* [Teks Bacaan]
┌────────

Pemikiran Mu’tazillah
Mu’tazilah
dikenal sebagai golongan tradisional dalam Islam, karena di antara yang ada,
dialah yang paling banyak memberi fungsi terhadap akal dalam membahas masalah
keagamaan. Namun demikian, untuk mengetahui secara jelas corak pemikiran aliran
Mu’tazilah, maka yang menjadi pembahasan utama dalam persoalan tersebut adalah
peranan akal dalam kehidupan umat manusia, karena manusia dalam hidupnya di
beri dua hal yang menjadi pedoman baginya agar tidak sesat, yaitu akal dan
wahyu. Jika diperhatikan pembahasan tentang fungsi akal dan wahyu dalam
kehidupan beragama di kalangan Mutakallimin, senantiasa dihubungkan dengan 4
masalah pokok, yaitu: 1) Mengetahui Tuhan, 2) Mengetahui kewajiban Tuhan, 3)
Mengetahui baik dan buruk, 4) Mengetahui kewajiban melaksanakan yang baik dan
menjauhi yang buruk.[6] Aliran Mu’tazilah dalam
melihat masalah tersebut mengatakan bahwa keempat masalah di atas bisa
diketahui akal. Akal dapat dijadikan pedoman dalam menentukan baik dan buruknya
sesuatu sebelum datangnya wahyu, sehingga wajib untuk melakukan penalaran yang
mapan agar dapat mengantar manusia untuk mengetahui kewajiban-kewajibannya.
Karena itu, akal yang sudah sempurna merupakan sumber pengetahuan yang dapat
mengetahui apa yang mendatangkan mudharat dan dosa. Akal yang sudah sempurna
itu dimiliki oleh orang yang sudah mukallaf, sehingga hanya dialah yang dapat
mengetahui 4 masalah tersebut di atas.

└────────

(Label titik objek)

┌────────

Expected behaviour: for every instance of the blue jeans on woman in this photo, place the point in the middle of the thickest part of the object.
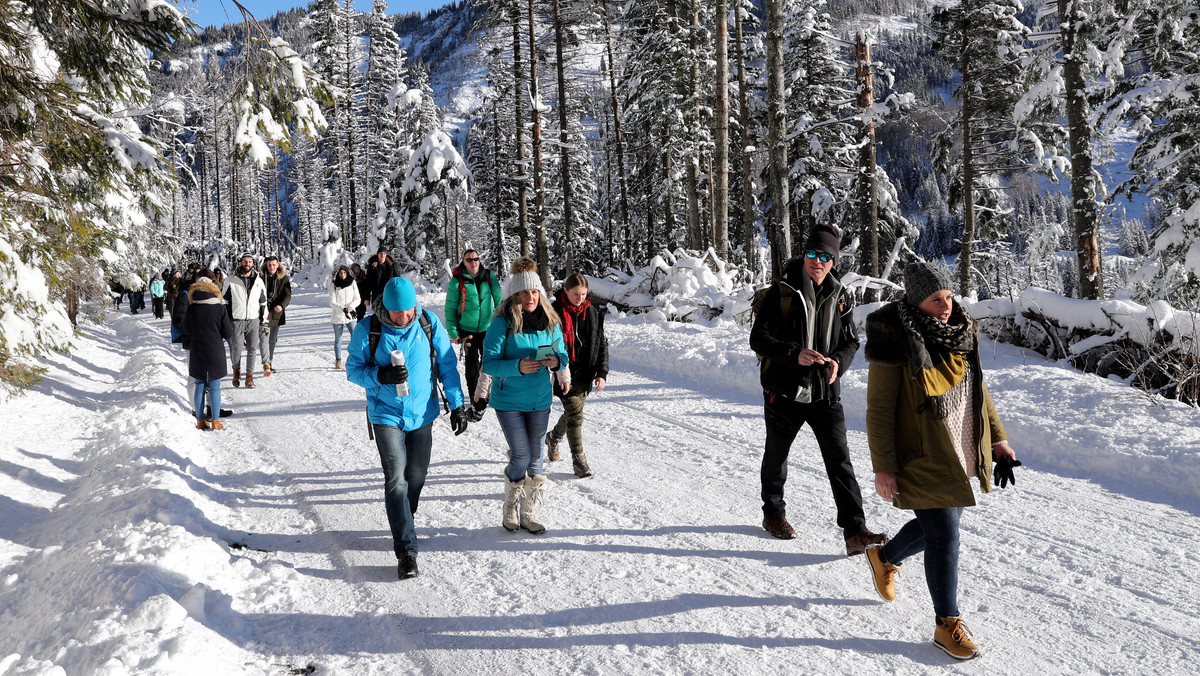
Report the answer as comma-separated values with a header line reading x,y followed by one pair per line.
x,y
337,338
405,456
526,434
936,533
214,389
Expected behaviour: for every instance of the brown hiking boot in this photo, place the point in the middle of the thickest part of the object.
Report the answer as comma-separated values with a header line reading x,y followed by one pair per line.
x,y
580,464
883,573
861,540
779,527
953,636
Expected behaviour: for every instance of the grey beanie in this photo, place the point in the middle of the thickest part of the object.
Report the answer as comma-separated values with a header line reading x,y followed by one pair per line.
x,y
922,280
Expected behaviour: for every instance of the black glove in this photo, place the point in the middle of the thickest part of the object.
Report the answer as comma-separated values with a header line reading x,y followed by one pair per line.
x,y
1003,472
459,420
393,375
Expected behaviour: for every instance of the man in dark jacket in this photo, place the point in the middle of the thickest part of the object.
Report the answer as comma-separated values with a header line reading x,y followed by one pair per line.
x,y
807,338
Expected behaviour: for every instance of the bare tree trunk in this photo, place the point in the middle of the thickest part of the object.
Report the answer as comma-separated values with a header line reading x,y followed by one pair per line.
x,y
1083,180
868,198
621,141
539,185
568,214
522,168
777,138
721,153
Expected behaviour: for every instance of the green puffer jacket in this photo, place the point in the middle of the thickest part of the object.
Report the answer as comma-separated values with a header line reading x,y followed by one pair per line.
x,y
915,446
471,301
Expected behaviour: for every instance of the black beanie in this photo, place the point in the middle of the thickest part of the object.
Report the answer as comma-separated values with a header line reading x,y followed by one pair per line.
x,y
922,280
825,238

└────────

* [Tugas Wajib] Menurut teks tentang pemikiran Mu’tazilah, apa dua hal yang diberikan kepada manusia sebagai pedoman agar tidak sesat? Data ini tidak diperlukan.

* [Jawaban Benar] Akal dan wahyu.